╭─ Document passage
So i found out about a month ago that i’m very much into the dom lifestyle. I want a 24/7 role as much as possible and have certain rules that are defined by my sub to stimulate mental games.

 

as far as sexual acts i love ropes, clamps ties and floggs, as well as “minor” toys i suppose. 

 

The thing is, i’m not sure how much my wife is into this scene. When i was first introduced into the BDSM scene, (by her) my mind exploded, I had ideas, scenarios and every day rules (mainly things for her) flooding my head and revealing a new side of myself. I couldn’t stop talking or reading about fantasies and roles

 

i can remember that sex between is all of a sudden skyrocketed. I was beyond cloud nine and i was completely drunk off of her. And she was me, As the days went by, she kept asking for more and more vanilla time, vanilla conversation and to, what felt like to me, go back to vanilla “fun”

 

Before my discovery of BDSM shes always told me she needed more “connection” when it came to sex. She’d say it felt like she was being used because my attention wasn’t on fulfilling her which led to a low sexual self esteem. But once i tried new things (mostely my mental state and attention on her) she was conpletely enthralled. Id have her completely engaged and euphoric to the point she needed immediate sleep after fun.
╰─
### Work required
How would you translate this sentence from the passage about a marriage and BDSM into Spanish: "The thing is, i’m not sure how much my wife is into this scene."? These records come from a separate source.
╭─ Source data
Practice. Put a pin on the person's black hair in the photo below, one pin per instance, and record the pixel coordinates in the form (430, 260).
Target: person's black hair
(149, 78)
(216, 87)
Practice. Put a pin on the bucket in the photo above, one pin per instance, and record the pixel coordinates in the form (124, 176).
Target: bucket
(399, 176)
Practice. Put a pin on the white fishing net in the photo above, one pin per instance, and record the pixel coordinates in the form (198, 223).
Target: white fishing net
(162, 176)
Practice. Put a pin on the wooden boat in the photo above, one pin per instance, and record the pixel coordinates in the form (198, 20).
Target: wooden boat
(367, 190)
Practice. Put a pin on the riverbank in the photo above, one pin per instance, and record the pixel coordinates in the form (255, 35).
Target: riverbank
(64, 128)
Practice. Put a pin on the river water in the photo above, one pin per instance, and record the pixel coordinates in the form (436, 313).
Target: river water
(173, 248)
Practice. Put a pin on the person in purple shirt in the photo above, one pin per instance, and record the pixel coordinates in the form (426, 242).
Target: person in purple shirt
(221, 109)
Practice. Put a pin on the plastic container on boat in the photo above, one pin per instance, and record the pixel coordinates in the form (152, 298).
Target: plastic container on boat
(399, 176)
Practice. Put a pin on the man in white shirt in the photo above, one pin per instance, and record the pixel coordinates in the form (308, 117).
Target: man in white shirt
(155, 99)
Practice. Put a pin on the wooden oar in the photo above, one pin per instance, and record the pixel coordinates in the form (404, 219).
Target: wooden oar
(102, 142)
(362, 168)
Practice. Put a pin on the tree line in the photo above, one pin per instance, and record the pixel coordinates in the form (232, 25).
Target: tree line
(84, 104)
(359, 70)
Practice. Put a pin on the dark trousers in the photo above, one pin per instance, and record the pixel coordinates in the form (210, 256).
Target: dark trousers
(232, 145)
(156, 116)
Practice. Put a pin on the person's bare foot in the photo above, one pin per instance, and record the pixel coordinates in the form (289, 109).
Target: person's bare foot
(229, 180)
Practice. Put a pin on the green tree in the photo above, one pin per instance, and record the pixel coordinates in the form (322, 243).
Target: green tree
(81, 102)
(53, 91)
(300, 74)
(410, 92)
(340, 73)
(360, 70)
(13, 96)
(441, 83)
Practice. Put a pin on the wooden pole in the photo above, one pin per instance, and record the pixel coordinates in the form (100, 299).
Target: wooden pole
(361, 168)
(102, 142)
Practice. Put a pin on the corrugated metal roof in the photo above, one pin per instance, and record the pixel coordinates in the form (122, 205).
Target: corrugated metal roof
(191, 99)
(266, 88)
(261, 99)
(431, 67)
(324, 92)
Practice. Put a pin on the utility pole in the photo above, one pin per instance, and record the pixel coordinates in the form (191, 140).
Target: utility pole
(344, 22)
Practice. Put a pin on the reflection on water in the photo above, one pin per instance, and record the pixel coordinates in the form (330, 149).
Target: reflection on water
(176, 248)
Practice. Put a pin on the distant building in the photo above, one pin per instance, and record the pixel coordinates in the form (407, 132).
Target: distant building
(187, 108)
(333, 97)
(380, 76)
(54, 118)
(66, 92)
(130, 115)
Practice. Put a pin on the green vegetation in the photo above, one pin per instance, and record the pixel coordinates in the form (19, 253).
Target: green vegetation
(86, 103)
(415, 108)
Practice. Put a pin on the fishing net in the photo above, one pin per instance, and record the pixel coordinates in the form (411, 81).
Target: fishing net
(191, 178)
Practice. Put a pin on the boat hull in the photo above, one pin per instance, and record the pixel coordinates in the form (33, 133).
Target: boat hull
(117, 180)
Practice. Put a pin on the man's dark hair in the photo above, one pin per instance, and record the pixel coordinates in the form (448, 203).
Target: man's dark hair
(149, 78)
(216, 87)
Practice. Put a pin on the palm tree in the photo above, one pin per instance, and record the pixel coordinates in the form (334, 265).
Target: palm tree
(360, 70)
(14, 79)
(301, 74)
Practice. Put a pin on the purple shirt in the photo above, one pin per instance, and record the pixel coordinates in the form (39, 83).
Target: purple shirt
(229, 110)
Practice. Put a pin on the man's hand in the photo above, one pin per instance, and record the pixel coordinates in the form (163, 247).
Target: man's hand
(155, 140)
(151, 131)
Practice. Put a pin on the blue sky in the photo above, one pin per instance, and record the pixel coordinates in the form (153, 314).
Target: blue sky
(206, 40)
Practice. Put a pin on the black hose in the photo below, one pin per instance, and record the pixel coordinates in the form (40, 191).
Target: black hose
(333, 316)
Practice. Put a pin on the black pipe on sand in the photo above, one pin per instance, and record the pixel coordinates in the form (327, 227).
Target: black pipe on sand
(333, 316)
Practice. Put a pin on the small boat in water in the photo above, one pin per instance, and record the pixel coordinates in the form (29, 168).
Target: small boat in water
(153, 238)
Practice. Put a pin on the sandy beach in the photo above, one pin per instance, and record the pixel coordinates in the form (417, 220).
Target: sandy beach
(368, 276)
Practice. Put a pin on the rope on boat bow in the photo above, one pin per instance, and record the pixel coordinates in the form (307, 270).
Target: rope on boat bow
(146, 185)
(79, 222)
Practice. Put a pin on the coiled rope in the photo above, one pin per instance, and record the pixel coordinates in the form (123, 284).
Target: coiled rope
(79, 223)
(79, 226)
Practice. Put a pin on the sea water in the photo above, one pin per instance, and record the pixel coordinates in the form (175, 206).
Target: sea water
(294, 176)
╰─
### Problem solution
Lo que pasa es que no estoy seguro de cuánto le interesa este mundo a mi esposa.